Purpose : Photoreceptor cells derived from mouse embryonic stem (mES) cells are an attractive source for studying photoreceptor-replacement therapies; however, current studies have been unsuccessful in generating a sufficient number of cone photoreceptors, due to a lack of understanding about how cones are specified. In Xenopus, we have found that inhibition of bone morphogenetic protein (BMP) and Activin/TGFβ signaling pathways in primitive ectoderm is sufficient to bias cells to retinal progenitor cells. We hypothesize that a similar treatment with BMP and Activin/TGFβ inhibitors will direct mES-derived primitive ectoderm to become retinal progenitors, including cone photoreceptors.

Methods : Mouse D3 ES cells were treated with conditioned media in suspension and transformed into primitive ectoderm-like (EPL) spheroids. Cultures were then supplemented with Noggin, or the chemical inhibitors dorsomorphin and SB431542, to inhibit BMP and Activin/TGFβ signaling, respectively. After differentiation, we assayed for the presence of various neural and retinal cell types by immunofluorescence and qRT-PCR. We also conducted this assay with transgenic Crx-GFP ES cells, which allowed for visual identification and sorting of GFP+ photoreceptor precursors.

Data for review:
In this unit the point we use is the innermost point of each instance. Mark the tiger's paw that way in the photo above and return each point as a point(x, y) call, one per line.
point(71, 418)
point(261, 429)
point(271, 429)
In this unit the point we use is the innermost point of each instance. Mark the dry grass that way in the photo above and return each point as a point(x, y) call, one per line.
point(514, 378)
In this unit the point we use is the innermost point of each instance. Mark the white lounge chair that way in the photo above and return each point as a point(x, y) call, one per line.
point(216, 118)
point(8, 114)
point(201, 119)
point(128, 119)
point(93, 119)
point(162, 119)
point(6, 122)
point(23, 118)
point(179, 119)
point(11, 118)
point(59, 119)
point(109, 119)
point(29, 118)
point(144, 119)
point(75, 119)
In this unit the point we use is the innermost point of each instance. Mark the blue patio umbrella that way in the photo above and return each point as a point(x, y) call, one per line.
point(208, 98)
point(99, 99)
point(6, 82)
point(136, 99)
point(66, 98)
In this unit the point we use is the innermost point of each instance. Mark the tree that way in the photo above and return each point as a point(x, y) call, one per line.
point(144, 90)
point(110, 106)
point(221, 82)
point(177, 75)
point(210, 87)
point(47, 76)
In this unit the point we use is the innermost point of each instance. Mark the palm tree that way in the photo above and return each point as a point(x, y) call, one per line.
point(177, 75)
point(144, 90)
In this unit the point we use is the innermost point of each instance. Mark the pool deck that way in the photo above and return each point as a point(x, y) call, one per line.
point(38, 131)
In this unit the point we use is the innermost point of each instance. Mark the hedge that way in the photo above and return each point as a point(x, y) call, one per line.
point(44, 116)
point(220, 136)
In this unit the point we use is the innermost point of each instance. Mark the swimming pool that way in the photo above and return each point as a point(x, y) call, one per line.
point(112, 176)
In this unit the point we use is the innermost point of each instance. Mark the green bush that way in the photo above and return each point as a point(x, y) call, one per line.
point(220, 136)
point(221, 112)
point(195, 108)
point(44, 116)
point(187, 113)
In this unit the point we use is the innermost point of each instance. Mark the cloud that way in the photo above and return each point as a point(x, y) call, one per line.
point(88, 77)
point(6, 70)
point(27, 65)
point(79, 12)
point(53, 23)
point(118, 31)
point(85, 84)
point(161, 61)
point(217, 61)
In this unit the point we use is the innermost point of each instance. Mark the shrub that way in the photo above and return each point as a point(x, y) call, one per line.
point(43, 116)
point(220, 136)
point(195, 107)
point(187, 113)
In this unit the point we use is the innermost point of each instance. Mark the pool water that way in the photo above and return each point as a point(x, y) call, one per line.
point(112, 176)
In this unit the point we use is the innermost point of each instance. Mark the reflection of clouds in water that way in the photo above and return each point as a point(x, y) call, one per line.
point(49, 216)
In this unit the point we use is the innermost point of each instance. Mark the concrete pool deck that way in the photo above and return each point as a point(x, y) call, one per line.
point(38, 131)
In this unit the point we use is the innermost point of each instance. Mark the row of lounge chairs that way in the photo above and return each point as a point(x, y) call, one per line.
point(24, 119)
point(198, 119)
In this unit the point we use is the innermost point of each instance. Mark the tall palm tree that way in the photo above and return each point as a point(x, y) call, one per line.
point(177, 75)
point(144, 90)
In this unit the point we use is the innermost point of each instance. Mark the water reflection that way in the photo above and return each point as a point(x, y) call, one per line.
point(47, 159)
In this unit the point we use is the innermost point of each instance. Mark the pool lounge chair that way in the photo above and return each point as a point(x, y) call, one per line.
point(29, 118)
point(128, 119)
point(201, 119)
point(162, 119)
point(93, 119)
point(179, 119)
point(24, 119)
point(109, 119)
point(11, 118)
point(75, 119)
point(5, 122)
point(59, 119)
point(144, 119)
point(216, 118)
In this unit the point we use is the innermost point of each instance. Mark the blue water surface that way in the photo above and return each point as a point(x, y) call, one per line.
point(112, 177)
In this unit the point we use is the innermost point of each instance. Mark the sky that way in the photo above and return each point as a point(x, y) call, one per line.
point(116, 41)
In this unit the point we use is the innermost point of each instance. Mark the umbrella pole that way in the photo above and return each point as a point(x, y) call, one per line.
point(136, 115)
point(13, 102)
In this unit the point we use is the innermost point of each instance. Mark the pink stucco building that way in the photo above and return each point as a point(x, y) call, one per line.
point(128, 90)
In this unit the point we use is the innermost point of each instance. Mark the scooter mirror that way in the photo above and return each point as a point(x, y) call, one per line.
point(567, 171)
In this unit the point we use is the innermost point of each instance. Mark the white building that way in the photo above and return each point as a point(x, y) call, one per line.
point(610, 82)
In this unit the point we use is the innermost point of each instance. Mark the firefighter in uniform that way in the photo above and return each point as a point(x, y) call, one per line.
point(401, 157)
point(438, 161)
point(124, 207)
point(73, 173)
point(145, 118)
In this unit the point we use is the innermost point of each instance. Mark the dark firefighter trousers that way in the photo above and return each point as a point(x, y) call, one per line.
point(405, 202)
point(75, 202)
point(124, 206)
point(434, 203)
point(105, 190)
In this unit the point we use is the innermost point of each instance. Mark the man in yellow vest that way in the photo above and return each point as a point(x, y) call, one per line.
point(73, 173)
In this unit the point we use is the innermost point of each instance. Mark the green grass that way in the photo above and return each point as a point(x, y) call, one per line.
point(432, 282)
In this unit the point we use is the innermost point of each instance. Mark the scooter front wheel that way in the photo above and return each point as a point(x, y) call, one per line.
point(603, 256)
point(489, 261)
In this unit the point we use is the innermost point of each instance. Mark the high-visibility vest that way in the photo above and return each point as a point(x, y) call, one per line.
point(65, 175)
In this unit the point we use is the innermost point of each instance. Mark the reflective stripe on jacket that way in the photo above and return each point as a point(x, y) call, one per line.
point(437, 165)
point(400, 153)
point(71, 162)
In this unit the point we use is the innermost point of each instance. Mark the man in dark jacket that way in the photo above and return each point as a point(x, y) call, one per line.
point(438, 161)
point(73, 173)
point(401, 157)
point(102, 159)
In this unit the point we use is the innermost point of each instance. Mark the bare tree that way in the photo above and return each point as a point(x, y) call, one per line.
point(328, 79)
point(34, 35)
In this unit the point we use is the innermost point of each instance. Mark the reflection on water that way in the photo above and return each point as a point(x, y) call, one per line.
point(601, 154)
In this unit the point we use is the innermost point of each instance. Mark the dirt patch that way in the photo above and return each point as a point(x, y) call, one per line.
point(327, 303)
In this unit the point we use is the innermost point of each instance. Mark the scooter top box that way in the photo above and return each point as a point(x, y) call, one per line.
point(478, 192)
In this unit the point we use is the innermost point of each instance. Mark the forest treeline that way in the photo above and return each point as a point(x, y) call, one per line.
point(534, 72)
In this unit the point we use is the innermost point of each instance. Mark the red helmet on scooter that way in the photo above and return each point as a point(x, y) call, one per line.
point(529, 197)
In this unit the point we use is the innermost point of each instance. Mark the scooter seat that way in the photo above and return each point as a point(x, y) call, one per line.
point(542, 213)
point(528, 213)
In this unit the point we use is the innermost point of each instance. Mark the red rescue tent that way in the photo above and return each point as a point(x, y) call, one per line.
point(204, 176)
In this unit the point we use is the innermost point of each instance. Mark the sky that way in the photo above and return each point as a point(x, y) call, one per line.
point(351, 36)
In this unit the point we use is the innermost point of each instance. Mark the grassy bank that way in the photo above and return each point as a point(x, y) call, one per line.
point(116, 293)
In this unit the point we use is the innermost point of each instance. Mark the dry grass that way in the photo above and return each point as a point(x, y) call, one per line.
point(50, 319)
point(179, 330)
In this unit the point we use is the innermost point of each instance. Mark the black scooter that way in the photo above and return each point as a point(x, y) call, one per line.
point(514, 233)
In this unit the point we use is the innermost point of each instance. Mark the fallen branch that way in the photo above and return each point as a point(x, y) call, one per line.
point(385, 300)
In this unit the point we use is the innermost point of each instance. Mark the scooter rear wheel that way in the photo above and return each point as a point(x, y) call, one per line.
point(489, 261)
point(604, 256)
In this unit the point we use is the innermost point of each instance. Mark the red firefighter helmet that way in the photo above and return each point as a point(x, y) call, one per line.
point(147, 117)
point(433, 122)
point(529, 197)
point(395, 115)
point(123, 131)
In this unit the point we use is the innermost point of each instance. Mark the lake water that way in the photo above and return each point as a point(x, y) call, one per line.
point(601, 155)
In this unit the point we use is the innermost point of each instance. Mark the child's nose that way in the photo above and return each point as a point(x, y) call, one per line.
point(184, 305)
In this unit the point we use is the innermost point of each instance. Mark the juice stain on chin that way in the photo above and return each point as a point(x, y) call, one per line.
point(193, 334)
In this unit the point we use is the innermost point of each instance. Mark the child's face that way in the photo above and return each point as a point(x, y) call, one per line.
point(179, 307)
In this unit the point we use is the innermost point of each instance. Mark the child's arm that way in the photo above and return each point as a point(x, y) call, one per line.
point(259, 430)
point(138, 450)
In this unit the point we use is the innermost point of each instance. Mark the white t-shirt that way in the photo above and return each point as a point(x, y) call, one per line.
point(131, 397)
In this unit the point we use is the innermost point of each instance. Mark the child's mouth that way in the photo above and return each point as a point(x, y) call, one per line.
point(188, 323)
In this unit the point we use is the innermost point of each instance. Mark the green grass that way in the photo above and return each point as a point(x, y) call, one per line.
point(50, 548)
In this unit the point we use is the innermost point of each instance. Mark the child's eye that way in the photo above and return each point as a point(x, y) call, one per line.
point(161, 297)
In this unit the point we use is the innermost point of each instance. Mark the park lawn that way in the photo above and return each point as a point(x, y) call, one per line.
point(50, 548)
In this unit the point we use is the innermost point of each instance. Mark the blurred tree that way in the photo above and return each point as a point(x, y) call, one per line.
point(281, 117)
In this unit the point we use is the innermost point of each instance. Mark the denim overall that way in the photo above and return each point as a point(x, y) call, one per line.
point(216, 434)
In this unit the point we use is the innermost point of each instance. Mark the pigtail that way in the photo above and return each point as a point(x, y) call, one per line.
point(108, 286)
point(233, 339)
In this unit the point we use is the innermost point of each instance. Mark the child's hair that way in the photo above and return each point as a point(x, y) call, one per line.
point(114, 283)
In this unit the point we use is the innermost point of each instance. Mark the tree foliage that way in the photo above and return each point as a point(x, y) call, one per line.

Questions to answer:
**A.** Using the photoreceptor abstract, answer these:
(i) In which organism did the researchers find that blocking BMP and Activin/TGFβ signaling in primitive ectoderm biases cells toward retinal progenitors?
(ii) Which two chemical inhibitors were added to the cultures?
(iii) What did the transgenic Crx-GFP ES cells make possible?
**B.** Pick up the photoreceptor abstract after its last sentence and write a few more sentences that carry it forward.

Expected responses:
**A.**
(i) Xenopus.
(ii) Dorsomorphin and SB431542.
(iii) Visual identification and sorting of GFP+ photoreceptor precursors.

**B.**
Results : If first converted to primitive ectoderm, treatment with high concentrations of BMP and activin/TGFβ inhibitors resulted in a dose-dependent reduction of pluripotency markers and increase in neural and retinal progenitor markers. Interestingly, we found that 99% of the inhibitor-treated aggregates expressed markers for photoreceptors (crx), and 93% of aggregates expressed cone-specific opsins (M-opsin, S-opsin). Within these spheres, 62 ±12% of cells were crx+ photoreceptor progenitors, and that 23.8 ± 0.7% of cells expressed S-opsin after 9 days of culture.

Conclusions : These findings suggested that first restricting mES cells to a primitive ectoderm lineage creates an environment where BMP and activin/TGFβ inhibition can induce significant cone photoreceptor generation in vitro. These results allow a better understanding of the signaling responsible for directing cells towards photoreceptor lineages. We are currently developing a method to differentiate cone and rod progenitors in our cultures, in order to identify cone-specific signaling factors.

This is an abstract that was submitted for the 2016 ARVO Annual Meeting, held in Seattle, Wash., May 1-5, 2016.